GIVEN PASSAGE:
Dave had collected all the case materials and had them arranged for me in four or five expandable file folders; this was in the pre-computerized-file days. We sat down to exchange ideas about the challenge before us.
“We really haven’t had one this mobile before,” he said. “Especially in Civil Rights. Most of those guys are one and done. Franklin’s never stayed in one place long enough to get him.”
Though it still wasn’t part of the cultural lexicon, by then we were already using the phrase serial killer to reference a predatory offender who killed three or more victims at different times and places, usually with a cooling-off period after each kill. However, the cases we had seen and heard about in the United States and Europe to this point tended to be motivated by perverse sexual gratification—the acting out of the offender’s ultimate fantasy. This guy had a different sort of fantasy, and it had to do with ridding the country of people he considered undesirable simply due to their race. He was clearly resourceful, took precautions, and in most instances seemed to plan ahead. Neither Dave nor I would have been surprised to learn that he stalked his victims for days or weeks before each sniper attack. He was not going to be caught by any of the methods that we’d been able to use for men like Devier and Soult.

DATASET EXTRACT:
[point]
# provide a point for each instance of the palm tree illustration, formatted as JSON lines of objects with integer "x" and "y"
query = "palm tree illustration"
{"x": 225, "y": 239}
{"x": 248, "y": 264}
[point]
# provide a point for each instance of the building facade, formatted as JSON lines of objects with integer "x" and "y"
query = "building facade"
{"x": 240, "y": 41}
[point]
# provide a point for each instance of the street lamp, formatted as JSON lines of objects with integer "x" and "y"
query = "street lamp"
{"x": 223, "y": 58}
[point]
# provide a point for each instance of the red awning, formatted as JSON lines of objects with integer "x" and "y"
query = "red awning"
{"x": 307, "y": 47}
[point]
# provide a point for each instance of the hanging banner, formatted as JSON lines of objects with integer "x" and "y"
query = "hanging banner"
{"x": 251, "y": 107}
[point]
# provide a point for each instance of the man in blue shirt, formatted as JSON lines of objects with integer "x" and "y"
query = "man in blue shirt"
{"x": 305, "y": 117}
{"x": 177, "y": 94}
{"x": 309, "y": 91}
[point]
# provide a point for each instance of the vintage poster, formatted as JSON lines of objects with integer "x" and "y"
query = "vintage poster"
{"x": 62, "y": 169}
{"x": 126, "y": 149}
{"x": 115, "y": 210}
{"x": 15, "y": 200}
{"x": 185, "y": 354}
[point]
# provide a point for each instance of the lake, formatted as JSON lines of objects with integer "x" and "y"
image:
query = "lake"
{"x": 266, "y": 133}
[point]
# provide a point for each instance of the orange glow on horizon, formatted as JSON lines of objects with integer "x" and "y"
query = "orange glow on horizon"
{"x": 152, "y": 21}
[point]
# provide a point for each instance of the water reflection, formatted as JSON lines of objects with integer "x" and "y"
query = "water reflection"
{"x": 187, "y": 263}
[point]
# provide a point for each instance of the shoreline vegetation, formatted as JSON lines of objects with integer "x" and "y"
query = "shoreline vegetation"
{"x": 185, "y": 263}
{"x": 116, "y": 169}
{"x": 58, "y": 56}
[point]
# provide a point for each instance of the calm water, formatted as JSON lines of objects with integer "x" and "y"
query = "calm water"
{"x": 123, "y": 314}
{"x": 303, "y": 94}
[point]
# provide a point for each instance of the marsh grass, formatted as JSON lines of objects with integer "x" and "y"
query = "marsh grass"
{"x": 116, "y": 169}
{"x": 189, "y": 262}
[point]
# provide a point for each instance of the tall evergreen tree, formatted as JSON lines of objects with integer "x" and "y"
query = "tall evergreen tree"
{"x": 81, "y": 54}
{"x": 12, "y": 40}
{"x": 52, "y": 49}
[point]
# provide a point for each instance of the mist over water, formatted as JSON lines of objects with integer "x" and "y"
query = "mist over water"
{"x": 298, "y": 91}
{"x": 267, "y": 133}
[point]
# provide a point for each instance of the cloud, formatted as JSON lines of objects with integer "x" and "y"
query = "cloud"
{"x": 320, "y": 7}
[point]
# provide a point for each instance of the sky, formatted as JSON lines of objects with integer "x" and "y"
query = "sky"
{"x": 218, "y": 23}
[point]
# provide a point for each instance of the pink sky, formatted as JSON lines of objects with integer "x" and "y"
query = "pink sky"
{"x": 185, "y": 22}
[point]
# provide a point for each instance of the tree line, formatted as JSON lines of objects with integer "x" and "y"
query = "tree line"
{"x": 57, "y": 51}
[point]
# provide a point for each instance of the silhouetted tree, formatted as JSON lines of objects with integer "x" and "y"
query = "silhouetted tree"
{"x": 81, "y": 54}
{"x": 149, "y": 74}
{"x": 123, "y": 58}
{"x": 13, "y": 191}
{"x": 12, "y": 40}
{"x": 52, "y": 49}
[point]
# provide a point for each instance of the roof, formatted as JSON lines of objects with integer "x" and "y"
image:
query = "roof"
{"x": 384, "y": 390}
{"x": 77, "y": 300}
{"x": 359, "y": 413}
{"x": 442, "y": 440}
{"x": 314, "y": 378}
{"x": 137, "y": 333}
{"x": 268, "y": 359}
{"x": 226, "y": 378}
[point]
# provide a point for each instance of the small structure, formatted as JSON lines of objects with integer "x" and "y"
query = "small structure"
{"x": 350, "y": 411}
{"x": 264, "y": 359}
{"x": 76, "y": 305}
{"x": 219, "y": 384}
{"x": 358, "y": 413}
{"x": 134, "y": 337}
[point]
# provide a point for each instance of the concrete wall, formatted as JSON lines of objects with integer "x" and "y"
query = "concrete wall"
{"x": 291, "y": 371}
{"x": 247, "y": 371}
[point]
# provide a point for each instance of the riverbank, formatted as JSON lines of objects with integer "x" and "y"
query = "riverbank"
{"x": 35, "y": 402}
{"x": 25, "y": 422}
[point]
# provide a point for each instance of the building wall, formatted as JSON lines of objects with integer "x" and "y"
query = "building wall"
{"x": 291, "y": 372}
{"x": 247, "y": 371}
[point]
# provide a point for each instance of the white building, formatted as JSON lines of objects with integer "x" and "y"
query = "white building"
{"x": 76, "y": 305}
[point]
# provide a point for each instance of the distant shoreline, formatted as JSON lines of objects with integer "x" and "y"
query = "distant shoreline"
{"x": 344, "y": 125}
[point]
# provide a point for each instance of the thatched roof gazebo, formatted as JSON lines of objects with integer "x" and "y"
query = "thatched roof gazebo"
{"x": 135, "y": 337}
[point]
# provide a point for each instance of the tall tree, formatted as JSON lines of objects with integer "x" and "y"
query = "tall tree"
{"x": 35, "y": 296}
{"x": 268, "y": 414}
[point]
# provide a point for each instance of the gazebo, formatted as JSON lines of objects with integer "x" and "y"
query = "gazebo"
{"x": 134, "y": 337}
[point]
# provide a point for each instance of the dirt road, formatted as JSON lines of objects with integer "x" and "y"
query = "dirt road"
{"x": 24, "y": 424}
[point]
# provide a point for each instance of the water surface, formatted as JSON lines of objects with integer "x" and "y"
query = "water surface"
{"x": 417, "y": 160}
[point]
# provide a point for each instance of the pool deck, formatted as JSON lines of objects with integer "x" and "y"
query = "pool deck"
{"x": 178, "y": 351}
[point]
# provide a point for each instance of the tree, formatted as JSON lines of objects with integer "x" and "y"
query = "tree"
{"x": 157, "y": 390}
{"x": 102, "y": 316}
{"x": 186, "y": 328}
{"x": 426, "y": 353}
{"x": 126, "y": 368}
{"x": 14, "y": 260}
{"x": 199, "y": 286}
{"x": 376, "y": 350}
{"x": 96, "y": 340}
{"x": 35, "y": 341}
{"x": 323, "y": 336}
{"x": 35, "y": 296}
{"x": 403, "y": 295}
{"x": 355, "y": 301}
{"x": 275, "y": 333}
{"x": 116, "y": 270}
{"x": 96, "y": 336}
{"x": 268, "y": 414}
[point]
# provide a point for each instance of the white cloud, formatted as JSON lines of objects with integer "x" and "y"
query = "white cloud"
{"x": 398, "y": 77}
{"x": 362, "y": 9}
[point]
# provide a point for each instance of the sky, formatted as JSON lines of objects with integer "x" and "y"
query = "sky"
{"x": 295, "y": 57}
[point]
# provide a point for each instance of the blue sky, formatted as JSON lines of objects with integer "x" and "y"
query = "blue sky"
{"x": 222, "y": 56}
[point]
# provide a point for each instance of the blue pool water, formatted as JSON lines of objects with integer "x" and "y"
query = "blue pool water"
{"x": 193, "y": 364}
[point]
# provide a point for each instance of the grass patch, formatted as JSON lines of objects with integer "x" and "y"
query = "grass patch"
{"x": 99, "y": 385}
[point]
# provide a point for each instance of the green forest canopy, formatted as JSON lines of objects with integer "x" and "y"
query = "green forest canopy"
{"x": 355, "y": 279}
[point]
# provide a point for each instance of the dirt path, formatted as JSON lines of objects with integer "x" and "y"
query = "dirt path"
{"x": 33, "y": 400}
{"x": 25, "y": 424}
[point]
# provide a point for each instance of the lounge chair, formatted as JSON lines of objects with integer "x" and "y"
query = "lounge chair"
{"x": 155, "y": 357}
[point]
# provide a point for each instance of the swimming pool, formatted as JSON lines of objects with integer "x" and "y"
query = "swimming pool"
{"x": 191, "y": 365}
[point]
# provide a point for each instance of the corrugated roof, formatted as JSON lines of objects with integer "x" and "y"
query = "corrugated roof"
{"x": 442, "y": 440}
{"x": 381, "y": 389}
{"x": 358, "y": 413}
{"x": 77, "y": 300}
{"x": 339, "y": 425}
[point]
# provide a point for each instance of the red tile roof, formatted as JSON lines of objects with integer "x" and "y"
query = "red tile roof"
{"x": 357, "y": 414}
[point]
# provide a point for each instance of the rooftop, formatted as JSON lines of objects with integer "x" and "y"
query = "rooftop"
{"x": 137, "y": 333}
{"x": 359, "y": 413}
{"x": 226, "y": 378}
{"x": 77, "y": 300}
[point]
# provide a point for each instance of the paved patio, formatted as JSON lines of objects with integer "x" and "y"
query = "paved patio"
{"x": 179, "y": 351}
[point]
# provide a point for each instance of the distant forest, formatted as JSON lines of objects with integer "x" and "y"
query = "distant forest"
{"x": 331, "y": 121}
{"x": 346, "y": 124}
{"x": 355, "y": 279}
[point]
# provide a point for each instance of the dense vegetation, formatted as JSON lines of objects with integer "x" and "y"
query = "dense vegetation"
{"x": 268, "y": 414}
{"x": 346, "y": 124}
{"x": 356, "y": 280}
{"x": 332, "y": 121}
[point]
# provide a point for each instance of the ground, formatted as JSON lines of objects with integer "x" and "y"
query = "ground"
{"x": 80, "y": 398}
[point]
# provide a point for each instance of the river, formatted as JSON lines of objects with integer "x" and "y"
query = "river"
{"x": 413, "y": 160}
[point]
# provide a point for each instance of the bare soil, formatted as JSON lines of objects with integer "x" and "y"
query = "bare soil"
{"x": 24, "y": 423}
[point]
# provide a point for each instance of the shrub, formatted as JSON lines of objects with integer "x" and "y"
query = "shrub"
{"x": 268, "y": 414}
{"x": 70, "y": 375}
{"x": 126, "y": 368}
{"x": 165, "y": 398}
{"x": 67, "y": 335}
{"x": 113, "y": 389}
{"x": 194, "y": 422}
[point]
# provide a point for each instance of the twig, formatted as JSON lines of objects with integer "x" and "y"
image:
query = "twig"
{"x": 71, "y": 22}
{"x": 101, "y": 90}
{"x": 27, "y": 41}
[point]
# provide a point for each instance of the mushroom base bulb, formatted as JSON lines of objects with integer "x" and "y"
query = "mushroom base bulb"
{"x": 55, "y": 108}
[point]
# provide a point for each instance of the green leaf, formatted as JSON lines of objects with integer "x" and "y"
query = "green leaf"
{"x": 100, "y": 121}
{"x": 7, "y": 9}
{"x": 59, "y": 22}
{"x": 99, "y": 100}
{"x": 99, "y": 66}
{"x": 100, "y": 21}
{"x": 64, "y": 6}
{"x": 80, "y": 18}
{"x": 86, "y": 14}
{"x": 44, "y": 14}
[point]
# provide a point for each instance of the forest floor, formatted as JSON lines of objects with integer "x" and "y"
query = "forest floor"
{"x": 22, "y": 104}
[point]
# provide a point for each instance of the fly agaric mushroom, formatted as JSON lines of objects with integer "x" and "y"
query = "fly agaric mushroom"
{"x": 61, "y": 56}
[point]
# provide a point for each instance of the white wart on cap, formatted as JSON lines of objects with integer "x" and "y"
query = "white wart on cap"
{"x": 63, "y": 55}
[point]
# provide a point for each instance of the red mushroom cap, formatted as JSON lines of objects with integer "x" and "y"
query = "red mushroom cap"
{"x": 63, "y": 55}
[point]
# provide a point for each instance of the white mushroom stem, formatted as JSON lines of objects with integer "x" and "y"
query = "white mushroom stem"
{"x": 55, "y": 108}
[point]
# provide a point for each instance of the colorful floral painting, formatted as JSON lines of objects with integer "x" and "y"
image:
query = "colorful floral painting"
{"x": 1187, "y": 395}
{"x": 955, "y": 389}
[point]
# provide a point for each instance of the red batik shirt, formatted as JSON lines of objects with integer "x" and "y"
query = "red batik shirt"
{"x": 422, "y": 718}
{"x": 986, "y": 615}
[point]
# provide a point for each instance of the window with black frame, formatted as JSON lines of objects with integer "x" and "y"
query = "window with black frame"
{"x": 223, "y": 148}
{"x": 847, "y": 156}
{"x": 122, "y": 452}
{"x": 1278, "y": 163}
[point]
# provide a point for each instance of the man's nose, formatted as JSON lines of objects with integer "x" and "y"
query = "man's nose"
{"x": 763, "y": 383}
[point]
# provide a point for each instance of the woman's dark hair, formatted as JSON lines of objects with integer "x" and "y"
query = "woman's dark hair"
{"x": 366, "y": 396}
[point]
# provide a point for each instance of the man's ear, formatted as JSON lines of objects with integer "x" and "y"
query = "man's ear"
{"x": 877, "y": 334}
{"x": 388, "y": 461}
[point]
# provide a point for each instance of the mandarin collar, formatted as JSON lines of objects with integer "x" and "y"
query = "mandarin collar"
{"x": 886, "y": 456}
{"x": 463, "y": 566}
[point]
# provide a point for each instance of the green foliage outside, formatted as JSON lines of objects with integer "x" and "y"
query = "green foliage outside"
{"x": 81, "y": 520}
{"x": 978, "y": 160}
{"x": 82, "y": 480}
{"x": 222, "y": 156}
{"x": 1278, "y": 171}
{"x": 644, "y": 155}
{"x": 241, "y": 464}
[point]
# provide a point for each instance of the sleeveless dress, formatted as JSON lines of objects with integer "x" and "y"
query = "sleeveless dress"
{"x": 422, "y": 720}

SHORT TASK:
Copy out the serial killer passage word for word, starting with "Dave had collected" and going on through "challenge before us.". Draw only on the serial killer passage and nothing else.

TASK RESPONSE:
Dave had collected all the case materials and had them arranged for me in four or five expandable file folders; this was in the pre-computerized-file days. We sat down to exchange ideas about the challenge before us.